(YOUR TASK)
When you retype the records that follow, keep each word as it is and drop any pictures.
###
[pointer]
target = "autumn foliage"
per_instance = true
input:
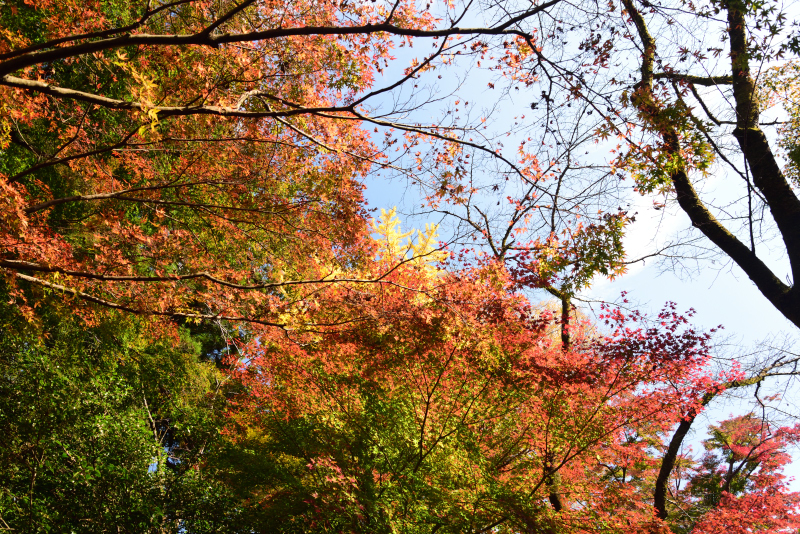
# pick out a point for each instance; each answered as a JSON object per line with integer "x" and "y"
{"x": 206, "y": 328}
###
(TASK RESULT)
[pointer]
target = "autumn foliage"
per_instance = true
input:
# pick out a point for each instance; each answered as a JSON object per line with integer "x" and "y"
{"x": 206, "y": 328}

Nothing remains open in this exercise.